* _DOCUMENT EXTRACT_

In recent years, studies on the effects of EMP on imaging devices have primarily focused on reports on failure types, methods for determining interference thresholds, and some reinforcement methods [9–15]. For instance, in 2012, Schwarz et al. [11] from Tel Aviv University studied the failure types and degradation of CMOS cameras under electromagnetic interference to identify perturbations in the images appearing in CMOS image sensors. Notably, with regard to the interference threshold of EMP, most experimental analyses and evaluations have used small sample tests due to the high cost involved. In 2018, Zhang et al. [13] of Nanjing University of Technology studied the EMP effect on unmanned aerial vehicle image transmission systems. They identified two types of failure—image destruction and signal loss—and obtained an interference field strength threshold of 15.6 kV/m based on the small sample test method. In 2019, Wu et al. [14] of Tsinghua University conducted an experimental study involving commercial imaging equipment in an HPEM environment. Effects such as abnormal functioning of imaging devices, degradation of imaging quality, and even burning of port components were observed. In addition, the researchers proposed the concept of a probability threshold to assess the failure of devices by assigning a weighting factor.

In summary, although the existing research has successfully detected a few failure types observable in CIS in the HPEM environment, their corresponding descriptions and classifications have yet to be determined. Moreover, due to the randomness of coupling paths and instability of the pulse source, which contributes to the failure probability of a device under different field strengths, the reliability of the traditional small sample method for assessing the interference threshold is poor. In this paper, a transversal electromagnetic wave (TEM) chamber irradiation test is conducted for CIS to first identify its failure types in the HPEM environment and then describe and analyze them in detail. Furthermore, to address the problem of the poor reliability of the interference threshold, this paper builds on the small sample method by increasing the number of tests conducted within the permitted range to obtain the failure probability of different field strength intervals. Subsequently, these results are utilized to characterize the anti-interference capability of the device. Finally, by combining the failure probabilities with the small sample evaluation method, the interference threshold of the device is determined and verified. Notably, this is the first study to propose a rapid assessment method—identification of failure type to failure probability to failure threshold—for the anti-interference capability of complex systems under an HPEM environment. Moreover, the research results provide basic data and technical support for assessing the survivability of CIS under HPEM environments and for building its reinforcement technology.

* _DATA SECTION_
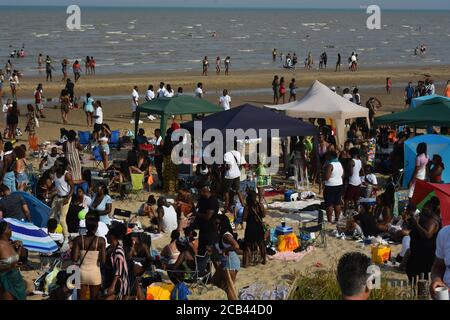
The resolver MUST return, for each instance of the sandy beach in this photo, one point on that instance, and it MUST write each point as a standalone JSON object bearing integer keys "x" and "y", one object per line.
{"x": 117, "y": 115}
{"x": 252, "y": 87}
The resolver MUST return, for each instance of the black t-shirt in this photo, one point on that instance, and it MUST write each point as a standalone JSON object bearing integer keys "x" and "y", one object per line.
{"x": 12, "y": 206}
{"x": 207, "y": 235}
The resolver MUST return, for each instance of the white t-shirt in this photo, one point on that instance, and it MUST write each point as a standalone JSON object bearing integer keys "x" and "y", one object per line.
{"x": 443, "y": 251}
{"x": 98, "y": 113}
{"x": 371, "y": 178}
{"x": 150, "y": 95}
{"x": 231, "y": 159}
{"x": 134, "y": 99}
{"x": 355, "y": 179}
{"x": 161, "y": 92}
{"x": 348, "y": 96}
{"x": 170, "y": 220}
{"x": 225, "y": 102}
{"x": 198, "y": 92}
{"x": 169, "y": 94}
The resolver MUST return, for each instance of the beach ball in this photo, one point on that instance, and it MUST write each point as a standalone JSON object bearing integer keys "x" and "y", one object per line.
{"x": 82, "y": 214}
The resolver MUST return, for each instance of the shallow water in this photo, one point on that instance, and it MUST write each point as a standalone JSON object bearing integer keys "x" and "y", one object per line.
{"x": 177, "y": 39}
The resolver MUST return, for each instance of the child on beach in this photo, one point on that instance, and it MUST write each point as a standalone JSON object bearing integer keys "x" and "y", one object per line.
{"x": 292, "y": 90}
{"x": 218, "y": 65}
{"x": 388, "y": 85}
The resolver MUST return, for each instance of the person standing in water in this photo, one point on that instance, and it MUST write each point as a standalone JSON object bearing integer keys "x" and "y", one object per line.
{"x": 205, "y": 66}
{"x": 227, "y": 65}
{"x": 338, "y": 63}
{"x": 218, "y": 65}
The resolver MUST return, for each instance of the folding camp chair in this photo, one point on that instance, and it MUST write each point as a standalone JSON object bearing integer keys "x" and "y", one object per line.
{"x": 318, "y": 227}
{"x": 200, "y": 277}
{"x": 137, "y": 185}
{"x": 98, "y": 157}
{"x": 85, "y": 138}
{"x": 114, "y": 142}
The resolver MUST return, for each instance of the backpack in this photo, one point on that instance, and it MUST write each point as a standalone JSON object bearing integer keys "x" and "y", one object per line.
{"x": 180, "y": 292}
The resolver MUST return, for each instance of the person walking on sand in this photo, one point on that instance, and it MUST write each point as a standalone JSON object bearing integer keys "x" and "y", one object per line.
{"x": 227, "y": 65}
{"x": 446, "y": 90}
{"x": 282, "y": 89}
{"x": 276, "y": 89}
{"x": 87, "y": 65}
{"x": 64, "y": 99}
{"x": 88, "y": 107}
{"x": 64, "y": 65}
{"x": 92, "y": 64}
{"x": 388, "y": 85}
{"x": 292, "y": 90}
{"x": 338, "y": 63}
{"x": 76, "y": 67}
{"x": 218, "y": 63}
{"x": 225, "y": 100}
{"x": 205, "y": 66}
{"x": 48, "y": 68}
{"x": 38, "y": 101}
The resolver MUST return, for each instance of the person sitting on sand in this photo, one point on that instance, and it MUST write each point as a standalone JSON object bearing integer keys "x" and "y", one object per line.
{"x": 229, "y": 263}
{"x": 170, "y": 253}
{"x": 353, "y": 277}
{"x": 12, "y": 284}
{"x": 167, "y": 216}
{"x": 184, "y": 264}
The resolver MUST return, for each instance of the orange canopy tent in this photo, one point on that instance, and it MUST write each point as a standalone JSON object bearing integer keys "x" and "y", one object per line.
{"x": 442, "y": 191}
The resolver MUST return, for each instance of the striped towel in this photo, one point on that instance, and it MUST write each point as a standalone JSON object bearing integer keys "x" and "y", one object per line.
{"x": 32, "y": 237}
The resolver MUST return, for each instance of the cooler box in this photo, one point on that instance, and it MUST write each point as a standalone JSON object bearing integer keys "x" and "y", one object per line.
{"x": 280, "y": 230}
{"x": 290, "y": 195}
{"x": 380, "y": 254}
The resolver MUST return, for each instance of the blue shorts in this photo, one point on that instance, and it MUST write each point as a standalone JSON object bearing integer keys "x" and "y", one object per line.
{"x": 230, "y": 262}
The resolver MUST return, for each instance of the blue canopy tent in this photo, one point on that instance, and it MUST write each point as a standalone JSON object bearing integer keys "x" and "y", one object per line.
{"x": 421, "y": 100}
{"x": 436, "y": 144}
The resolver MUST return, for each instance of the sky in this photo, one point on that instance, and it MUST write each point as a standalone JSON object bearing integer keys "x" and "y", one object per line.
{"x": 322, "y": 4}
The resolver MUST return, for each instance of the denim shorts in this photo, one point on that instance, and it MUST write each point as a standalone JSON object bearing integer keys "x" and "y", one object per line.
{"x": 231, "y": 262}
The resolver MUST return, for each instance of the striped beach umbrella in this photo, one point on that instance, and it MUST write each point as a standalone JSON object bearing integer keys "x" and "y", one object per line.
{"x": 32, "y": 237}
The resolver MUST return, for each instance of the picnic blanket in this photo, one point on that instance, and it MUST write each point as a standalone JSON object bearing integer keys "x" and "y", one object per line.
{"x": 291, "y": 256}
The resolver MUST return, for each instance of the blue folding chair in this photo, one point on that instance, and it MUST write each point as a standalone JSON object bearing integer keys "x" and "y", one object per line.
{"x": 114, "y": 142}
{"x": 98, "y": 157}
{"x": 85, "y": 137}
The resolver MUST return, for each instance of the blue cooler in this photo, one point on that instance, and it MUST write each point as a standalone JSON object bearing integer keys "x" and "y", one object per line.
{"x": 283, "y": 230}
{"x": 287, "y": 195}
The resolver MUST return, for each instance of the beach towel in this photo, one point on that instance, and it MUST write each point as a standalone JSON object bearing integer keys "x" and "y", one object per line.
{"x": 291, "y": 256}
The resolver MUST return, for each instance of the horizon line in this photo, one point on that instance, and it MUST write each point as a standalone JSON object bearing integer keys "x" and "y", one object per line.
{"x": 216, "y": 7}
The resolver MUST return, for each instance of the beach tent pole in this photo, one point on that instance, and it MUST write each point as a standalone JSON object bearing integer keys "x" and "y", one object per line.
{"x": 136, "y": 123}
{"x": 163, "y": 125}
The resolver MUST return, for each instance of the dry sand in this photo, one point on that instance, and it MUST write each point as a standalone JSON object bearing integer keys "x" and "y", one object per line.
{"x": 117, "y": 115}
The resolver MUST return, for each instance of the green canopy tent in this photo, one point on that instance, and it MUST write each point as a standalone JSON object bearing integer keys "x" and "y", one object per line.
{"x": 166, "y": 107}
{"x": 434, "y": 112}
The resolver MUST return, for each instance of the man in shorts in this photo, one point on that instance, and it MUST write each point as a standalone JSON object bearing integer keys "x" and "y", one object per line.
{"x": 232, "y": 181}
{"x": 38, "y": 100}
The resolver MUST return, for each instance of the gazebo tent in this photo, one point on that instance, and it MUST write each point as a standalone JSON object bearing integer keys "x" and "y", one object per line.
{"x": 421, "y": 100}
{"x": 433, "y": 112}
{"x": 250, "y": 117}
{"x": 442, "y": 191}
{"x": 320, "y": 102}
{"x": 165, "y": 107}
{"x": 436, "y": 144}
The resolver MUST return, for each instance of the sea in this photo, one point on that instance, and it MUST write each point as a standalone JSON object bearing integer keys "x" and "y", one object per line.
{"x": 137, "y": 40}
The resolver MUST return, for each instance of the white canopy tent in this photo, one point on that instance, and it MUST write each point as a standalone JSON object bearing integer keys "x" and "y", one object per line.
{"x": 320, "y": 102}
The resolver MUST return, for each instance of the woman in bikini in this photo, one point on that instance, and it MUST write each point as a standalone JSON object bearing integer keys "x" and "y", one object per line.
{"x": 90, "y": 252}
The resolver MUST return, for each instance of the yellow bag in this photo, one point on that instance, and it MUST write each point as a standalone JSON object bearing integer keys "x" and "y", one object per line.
{"x": 380, "y": 254}
{"x": 159, "y": 291}
{"x": 288, "y": 242}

* _TASK LIST_
**A)** Condense the paragraph beginning "In summary, although the existing research" from the passage on electromagnetic pulse effects on imaging devices into a short bulleted list that keeps its main facts.
**B)** In the passage on electromagnetic pulse effects on imaging devices, what interference field strength threshold did Zhang et al. obtain for unmanned aerial vehicle image transmission systems?
**C)** Pick up the passage on electromagnetic pulse effects on imaging devices after its final sentence and write the next paragraph.

* _ANSWERS TO THE PROBLEMS_
**A)**
- Existing research has detected a few failure types in CIS in the HPEM environment, but these failures have not yet been described or classified.
- Random coupling paths and an unstable pulse source affect failure probability at different field strengths, so the traditional small sample method gives poor reliability for interference thresholds.
- This paper runs a TEM chamber irradiation test on CIS to identify, describe and analyze its failure types.
- It extends the small sample method with more tests within the permitted range to get failure probabilities for different field strength intervals. These probabilities characterize the device's anti-interference capability.
- Combining those probabilities with the small sample evaluation method, it determines and verifies the device's interference threshold.
- It is the first study to propose a rapid assessment method for complex systems under HPEM: failure type to failure probability to failure threshold.
- The results provide basic data and technical support for assessing CIS survivability under HPEM and for building its reinforcement technology.

**B)** 15.6 kV/m, obtained with the small sample test method.

**C)**
II. Experiment Description

The test sample considered in this study was a commercial CIS chip based on a 4-T pinned photodiode (PPD) image structure. It used the rolling shutter exposure mode, with a resolution of 2.1 million pixels and an image element size of 3 μm × 3 μm [16]. Fig. 1 presents a block diagram of the selected CIS, whose readout circuit includes the analog front-end, the addressing circuit, serial peripheral interface (SPI) registers, and a low-voltage differential signaling (LVDS) block. The CIS image output was selected in 8-bit mode, with a maximum gray value of 255 digital number (DN). The irradiated plate and laboratory conditions met the relevant standards of the EMP test [17, 18].

Fig. 1

The CIS architecture.

The EMP effect was simulated for this experiment using the TEM cell irradiation method. The test device primarily comprised a pulse source, TEM cell, test board, oscilloscope, and computer, as shown in Fig. 2. The TEM cell served to maintain a constant electromagnetic field environment, while the oscilloscope monitored the electric field in the TEM cell and the voltage variation at different pins of the irradiation board. The pulse source waveforms and the V_dd port of the CIS were monitored during the test. Fig. 3 depicts the typical waveforms observed in the test. The computer test program was responsible for setting the integration time and operating state of the CIS before the test. Notably, the CIS was situated in the dark field environment during the trial, and was in the continuous map-picking operating condition during the irradiation process.

Fig. 2

Experimental setup.

Fig. 3

(a) Coupling voltage of V_dd and (b) pulse source of a typical waveform.

The distance between the pole plates of the selected TEM cell was 8 cm. After an oscilloscope determined the pulse voltage value inside the TEM cell, the peak field strength was determined using Eq. (1), as follows:

(1) E=U/d.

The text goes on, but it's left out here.